■ EXTRAIT FOURNI:
════

A ce stade, il n’existe pas de traitement spécifique pour la colopathie fonctionnelle. Pour les cas les plus légers, des antispasmodiques et des régulateurs de transit permettent de réduire les contractions. Pour les cas les plus graves, il est possible d’avoir recours aux antidépresseurs dont les effets analgésiques peuvent soulager les douleurs sévères.

Généralement, les médecins conseillent surtout aux patients d’opérer des changements dans leur mode de vie et leur alimentation.

════

(Données de pointage de régions)
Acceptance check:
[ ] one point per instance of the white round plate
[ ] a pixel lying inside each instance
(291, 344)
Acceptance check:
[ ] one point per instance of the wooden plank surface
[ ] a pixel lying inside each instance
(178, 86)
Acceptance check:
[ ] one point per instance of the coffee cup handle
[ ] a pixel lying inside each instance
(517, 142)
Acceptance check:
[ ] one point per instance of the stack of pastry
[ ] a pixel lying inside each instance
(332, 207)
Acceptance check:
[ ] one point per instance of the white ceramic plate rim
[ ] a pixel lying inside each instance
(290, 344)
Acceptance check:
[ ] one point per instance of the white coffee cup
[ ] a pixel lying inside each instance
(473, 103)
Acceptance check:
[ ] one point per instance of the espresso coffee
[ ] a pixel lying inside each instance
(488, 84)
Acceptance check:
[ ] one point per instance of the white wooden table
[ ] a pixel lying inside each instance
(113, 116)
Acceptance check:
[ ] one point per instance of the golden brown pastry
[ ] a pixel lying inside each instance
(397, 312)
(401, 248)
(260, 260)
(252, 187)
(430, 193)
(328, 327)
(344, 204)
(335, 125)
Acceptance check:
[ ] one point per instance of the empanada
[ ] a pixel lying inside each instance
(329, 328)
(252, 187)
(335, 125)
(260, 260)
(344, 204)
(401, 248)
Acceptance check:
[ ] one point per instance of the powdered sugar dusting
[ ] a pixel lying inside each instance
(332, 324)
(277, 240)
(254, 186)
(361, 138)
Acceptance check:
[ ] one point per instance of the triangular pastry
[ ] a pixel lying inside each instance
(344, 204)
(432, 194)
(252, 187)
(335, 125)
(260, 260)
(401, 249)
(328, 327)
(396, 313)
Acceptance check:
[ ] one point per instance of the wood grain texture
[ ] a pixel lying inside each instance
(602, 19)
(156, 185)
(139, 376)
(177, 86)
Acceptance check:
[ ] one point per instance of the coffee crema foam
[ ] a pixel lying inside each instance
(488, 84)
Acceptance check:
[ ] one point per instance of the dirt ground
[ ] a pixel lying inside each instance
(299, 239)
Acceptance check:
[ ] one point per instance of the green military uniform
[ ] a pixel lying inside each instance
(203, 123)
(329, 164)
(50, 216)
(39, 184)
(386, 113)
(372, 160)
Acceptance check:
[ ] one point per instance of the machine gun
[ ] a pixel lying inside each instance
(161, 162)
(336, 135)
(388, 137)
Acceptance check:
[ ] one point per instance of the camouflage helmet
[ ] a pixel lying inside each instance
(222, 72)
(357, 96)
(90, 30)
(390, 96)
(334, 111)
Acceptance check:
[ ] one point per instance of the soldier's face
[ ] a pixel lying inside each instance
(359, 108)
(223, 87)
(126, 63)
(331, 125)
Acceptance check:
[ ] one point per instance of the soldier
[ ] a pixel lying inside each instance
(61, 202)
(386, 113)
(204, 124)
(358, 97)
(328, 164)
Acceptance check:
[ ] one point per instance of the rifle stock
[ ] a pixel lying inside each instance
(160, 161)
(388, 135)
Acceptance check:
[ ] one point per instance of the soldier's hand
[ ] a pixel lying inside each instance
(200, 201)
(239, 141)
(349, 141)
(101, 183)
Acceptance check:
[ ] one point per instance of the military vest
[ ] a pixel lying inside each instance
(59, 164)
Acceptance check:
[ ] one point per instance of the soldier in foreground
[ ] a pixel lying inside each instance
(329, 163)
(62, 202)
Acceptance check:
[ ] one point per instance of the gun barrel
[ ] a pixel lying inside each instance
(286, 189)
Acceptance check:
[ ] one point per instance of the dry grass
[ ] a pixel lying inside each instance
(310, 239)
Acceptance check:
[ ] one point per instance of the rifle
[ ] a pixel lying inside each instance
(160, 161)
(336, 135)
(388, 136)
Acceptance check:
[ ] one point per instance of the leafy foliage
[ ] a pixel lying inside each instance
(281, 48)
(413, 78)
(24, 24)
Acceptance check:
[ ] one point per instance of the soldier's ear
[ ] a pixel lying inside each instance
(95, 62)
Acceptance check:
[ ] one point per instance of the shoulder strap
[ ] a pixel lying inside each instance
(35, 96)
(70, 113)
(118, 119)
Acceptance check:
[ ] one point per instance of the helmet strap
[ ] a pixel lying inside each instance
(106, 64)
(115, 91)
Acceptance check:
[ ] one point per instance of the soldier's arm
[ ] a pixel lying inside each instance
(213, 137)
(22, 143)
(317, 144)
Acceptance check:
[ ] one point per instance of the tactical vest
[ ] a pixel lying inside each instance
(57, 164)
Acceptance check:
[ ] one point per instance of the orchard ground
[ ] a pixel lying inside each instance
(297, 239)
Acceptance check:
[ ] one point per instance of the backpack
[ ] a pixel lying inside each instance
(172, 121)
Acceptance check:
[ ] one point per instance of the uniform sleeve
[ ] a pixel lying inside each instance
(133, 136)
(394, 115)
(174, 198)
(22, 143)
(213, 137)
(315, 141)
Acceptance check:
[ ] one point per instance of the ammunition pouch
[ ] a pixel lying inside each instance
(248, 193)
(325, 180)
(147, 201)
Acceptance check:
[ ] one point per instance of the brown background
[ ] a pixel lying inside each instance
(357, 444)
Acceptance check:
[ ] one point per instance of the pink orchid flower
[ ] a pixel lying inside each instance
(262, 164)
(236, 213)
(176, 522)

════

■ VOTRE TÂCHE:
Poursuivez l'extrait sur la colopathie fonctionnelle à partir de sa dernière phrase.

■ RÉPONSE ATTENDUE:
Le stress et l’anxiété peuvent en effet aggraver les symptômes. C’est l’une des causes les plus fréquemment identifiées. Mais le rôle de certains nutriments, dont le lactose et le gluten, fait toujours l’objet de discussions. En l’absence de certitudes, les patients cherchent à éliminer les aliments qui leur semblent être à l’origine des douleurs et de l’inconfort. Et «nombreux sont ceux qui pensent que le gluten ou le blé déclenchent leurs symptômes», pointent les auteurs d’une étude canadienne parue en août 2025 dans The Lancet Gastroenterology & Hepatology sur les effets du gluten et du blé sur les symptômes et les comportements des adultes atteints du syndrome du côlon irritable.

Alors que certains patients décident de supprimer totalement les aliments contenant du gluten ou du lactose, les chercheurs canadiens ont comparé les réponses symptomatiques au blé et au gluten par rapport à un placebo sans gluten chez des patients atteints du syndrome du côlon irritable et ayant déjà perçu un bénéfice lié au régime sans gluten.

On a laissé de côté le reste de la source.